- _Page excerpt_:
::::::::

L1TD1 has been lost multiple times in eutherian mammals.
A species tree shows the presence or absence of L1TD1 across mammals. Arrows depict L1TD1's genomic locus; black (INADL) and white (KANK4) arrows depict the flanking genes we used to identify syntenic regions, and the blue/green arrow depicts L1TD1. L1TD1's presence in the armadillo genome but not in platypus, opossum, wallaby or Tasmanian devil indicates it was most likely born before the divergence of placental mammals, but after divergence from marsupials (solid branches). L1TD1 function was lost in three lineages (X's, and gray branches); it is present as a pseudogene in megabat and entirely missing from Afrotherian and Cetartiodactylan genomes. The bushbaby L1TD1 gene acquired a novel N-terminal region (depicted in red) through a more recent L1 ORF1p domestication event (red asterisk) that occurred after bushbaby diverged from lemurs (Figure 4B).
Figure 4.
Novelty in L1TD1 of primates and mice.
A. Site-specific PAML analyses reveal a signature of positive selection in L1TD1. The labels on the annotated schematic indicate positions that are highly likely to be evolving under positive selection (P>90%) according to PAML NSsites (Table 1) in primates and mice (above and below the gene diagram, respectively). A species tree of primates or an L1TD1 gene tree of mice, shows branches with statistically significant episodic diversifying selection (p<0.05) according to HyPhy's Branch-site REL (marked with a red asterisk). To the right of each tree, the amino acids found at each positively selected position are shown, along with the length of the glutamic acid-rich region in each primate. Position numberings are based upon the human and M. musculus (C57/BL6) sequences. B. The L1TD1 gene of bushbaby has acquired a novel 5′ end of coding exon 1 through the insertion of a portion of a L1 element from the L1PA15-16 class (shown in red). The gene retains high sequence conservation with L1TD1 of lemurs and simian primates across the latter half of its first coding exon and all of its second coding exon (shown in blue and green). This insertion is unique amongst all the species we have examined, and is not evident in lemur genomes (mouse lemur or aye-aye). Elsewhere in the genome, bushbaby contains at least two complete and two partial processed L1TD1 pseudogenes that allowed us to infer the structure of the active L1TD1 gene.

::::::::

- _Provided information_:
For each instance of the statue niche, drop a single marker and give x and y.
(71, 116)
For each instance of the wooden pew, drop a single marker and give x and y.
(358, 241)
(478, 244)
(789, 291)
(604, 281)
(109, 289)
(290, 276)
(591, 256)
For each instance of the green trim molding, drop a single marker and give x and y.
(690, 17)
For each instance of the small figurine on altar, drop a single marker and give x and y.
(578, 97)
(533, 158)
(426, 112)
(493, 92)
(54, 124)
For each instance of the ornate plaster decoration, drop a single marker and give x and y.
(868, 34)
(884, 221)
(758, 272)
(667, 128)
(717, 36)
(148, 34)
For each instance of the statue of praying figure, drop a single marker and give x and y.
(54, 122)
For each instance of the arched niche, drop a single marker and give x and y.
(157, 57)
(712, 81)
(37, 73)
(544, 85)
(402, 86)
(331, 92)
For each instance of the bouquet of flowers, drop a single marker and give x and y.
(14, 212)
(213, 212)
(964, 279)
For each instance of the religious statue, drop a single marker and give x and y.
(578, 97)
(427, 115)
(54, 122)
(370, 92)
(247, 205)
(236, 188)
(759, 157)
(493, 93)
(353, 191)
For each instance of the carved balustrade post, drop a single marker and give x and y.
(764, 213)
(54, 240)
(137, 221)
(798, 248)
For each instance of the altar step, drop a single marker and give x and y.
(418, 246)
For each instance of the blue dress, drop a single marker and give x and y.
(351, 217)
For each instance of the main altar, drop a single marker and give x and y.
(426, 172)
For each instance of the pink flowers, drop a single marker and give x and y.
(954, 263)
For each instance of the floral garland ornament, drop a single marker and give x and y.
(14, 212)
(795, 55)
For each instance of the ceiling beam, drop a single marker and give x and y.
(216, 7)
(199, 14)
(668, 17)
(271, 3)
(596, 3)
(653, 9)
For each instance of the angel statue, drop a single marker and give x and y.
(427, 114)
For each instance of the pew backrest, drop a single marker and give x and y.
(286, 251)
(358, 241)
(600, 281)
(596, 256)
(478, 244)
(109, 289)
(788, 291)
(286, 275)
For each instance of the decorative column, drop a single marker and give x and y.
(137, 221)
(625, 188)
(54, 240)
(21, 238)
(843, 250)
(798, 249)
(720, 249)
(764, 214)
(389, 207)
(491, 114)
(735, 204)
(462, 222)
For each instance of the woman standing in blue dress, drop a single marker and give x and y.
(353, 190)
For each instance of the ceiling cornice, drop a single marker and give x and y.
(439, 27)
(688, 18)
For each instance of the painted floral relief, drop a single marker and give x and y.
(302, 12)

::::::::

- _What to work on_:
a) According to the L1TD1 figure legends, why was L1TD1 most likely born before placental mammals diverged but after their divergence from marsupials? Answer in one to three sentences.
b) List every non-placental species that the L1TD1 figure legends name as lacking L1TD1.
c) Write the next part of the L1TD1 figure legends, continuing after their final sentence.

- _Your responses_:
a) L1TD1 is present in the armadillo genome but absent from the platypus, opossum, wallaby, and Tasmanian devil genomes.

b) Platypus, opossum, wallaby, Tasmanian devil

c)
Table 1.
Primate and mouse L1TD1 are evolving under positive selection.
Figure 5.
Loss of L1TD1 in megabats appears to follow the loss of L1 activity.
We obtained L1TD1 sequences from thirteen bat species (Materials and Methods). We show a species tree partly based upon a published megabat phylogeny [82], inferring placement of additional taxa using species from the same genus. In addition, we used our L1TD1 sequences to resolve relationships in the Pteropus and Myotis/Eptesicus clades. Species in which L1TD1 appears intact are shown in black, and those in which L1TD1 harbors inactivating mutations (stop codons, frameshifting insertions/deletions) are shown in gray. Some species share the same inactivating mutation(s) represented by the subscripts of the gray X symbols, suggesting L1TD1 was lost three independent times in the megabats. For one species, R. eloquens (starred), we were only able to obtain part of coding exon 1 of L1TD1, but this region is intact. Presence or absence of active L1s is based upon previous data [44] and analysis of the M. davidii genome assembly (Yang and Wichman, unpublished data).